>>

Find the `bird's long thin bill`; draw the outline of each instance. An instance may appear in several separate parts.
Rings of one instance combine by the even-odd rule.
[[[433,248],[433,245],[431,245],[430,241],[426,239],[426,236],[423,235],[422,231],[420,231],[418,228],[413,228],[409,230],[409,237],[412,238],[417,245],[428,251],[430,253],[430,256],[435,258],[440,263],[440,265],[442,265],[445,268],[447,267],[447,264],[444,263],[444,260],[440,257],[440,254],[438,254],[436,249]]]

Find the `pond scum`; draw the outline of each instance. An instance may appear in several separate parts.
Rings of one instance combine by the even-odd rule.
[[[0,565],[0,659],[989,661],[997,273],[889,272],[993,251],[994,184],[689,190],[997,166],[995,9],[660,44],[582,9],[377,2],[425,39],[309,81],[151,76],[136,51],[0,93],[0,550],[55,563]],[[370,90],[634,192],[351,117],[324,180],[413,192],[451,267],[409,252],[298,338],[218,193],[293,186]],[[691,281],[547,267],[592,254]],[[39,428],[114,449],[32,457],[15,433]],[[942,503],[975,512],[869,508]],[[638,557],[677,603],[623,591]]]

<<

• _Given exercise_
Rewrite the rows above with every "instance" changed to "object" and nothing else altered.

• _Correct response_
Find the `bird's long thin bill`; draw the outline of each object. An object may appear in several separate parts.
Rings of one object combine by the even-odd rule.
[[[433,248],[433,245],[431,245],[430,241],[426,239],[426,236],[423,235],[422,231],[420,231],[418,228],[413,228],[409,230],[409,237],[412,238],[417,245],[428,251],[430,253],[430,256],[435,258],[440,263],[440,265],[442,265],[445,268],[447,267],[447,264],[444,263],[444,260],[440,257],[440,254],[438,254],[436,249]]]

Find the `pond scum`; draw the outline of each object. An object may appear in several separate parts.
Rings of one object combine by the even-odd rule.
[[[0,565],[0,659],[989,661],[997,273],[889,272],[993,251],[994,184],[689,190],[997,166],[995,9],[660,44],[582,9],[377,2],[425,39],[309,81],[151,76],[136,51],[0,93],[0,550],[55,563]],[[370,90],[634,192],[351,117],[324,180],[413,192],[451,267],[409,252],[298,338],[218,193],[293,186]],[[691,281],[547,267],[592,254]],[[39,428],[114,449],[32,457],[15,433]],[[942,503],[975,512],[869,508]],[[638,557],[677,603],[623,591]]]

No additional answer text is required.